───── Input data ─────

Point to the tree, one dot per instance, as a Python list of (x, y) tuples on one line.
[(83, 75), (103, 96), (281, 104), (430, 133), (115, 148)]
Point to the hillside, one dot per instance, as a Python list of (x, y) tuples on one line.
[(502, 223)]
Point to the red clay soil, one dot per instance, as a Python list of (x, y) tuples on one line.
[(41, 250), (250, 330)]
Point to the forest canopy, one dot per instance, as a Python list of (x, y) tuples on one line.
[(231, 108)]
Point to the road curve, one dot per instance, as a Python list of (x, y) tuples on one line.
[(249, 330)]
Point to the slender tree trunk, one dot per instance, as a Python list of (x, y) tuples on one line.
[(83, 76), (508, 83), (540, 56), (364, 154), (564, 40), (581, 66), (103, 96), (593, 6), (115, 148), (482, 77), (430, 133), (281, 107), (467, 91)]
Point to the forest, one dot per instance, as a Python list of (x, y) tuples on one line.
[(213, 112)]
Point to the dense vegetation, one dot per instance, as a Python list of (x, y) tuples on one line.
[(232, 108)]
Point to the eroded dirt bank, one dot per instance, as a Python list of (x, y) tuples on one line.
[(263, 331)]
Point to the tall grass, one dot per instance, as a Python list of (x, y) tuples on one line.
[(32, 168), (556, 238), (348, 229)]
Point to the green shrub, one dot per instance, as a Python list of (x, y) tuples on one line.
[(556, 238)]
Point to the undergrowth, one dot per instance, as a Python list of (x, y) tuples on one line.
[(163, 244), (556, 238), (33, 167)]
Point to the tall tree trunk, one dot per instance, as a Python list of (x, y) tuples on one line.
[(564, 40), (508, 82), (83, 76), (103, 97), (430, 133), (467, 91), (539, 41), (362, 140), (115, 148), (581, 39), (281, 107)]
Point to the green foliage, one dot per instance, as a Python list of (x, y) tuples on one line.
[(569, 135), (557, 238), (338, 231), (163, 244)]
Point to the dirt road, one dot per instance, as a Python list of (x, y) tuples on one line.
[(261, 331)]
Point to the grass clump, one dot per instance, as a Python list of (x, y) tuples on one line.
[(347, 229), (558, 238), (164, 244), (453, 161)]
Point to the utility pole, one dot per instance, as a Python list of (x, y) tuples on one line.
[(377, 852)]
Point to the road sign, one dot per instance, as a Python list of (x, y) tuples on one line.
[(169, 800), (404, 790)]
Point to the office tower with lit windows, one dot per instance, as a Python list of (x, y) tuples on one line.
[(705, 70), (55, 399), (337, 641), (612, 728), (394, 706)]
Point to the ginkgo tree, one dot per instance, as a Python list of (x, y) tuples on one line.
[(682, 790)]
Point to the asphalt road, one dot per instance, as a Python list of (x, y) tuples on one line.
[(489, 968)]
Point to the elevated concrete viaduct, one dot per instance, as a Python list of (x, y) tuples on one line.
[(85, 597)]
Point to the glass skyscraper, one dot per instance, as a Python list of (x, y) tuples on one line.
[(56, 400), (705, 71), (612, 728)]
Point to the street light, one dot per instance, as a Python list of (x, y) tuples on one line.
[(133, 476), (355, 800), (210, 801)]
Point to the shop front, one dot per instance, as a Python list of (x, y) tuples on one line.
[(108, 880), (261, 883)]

─────

Print the line with "Point to the glass" and every line after it in the entries above, exactly as written. Leave out all other lines.

Point to the glass skyscraper, one dot per instance, as a Python list of (x, y) tuples on one line.
[(56, 400), (705, 71), (612, 728)]
Point to the street light, one dot per instance, as a Python list of (x, y) tuples on one line.
[(133, 476), (355, 800), (210, 801)]
Point to the shop front, one dot per instance, as a Python list of (x, y) tuples on one line.
[(108, 880), (261, 883)]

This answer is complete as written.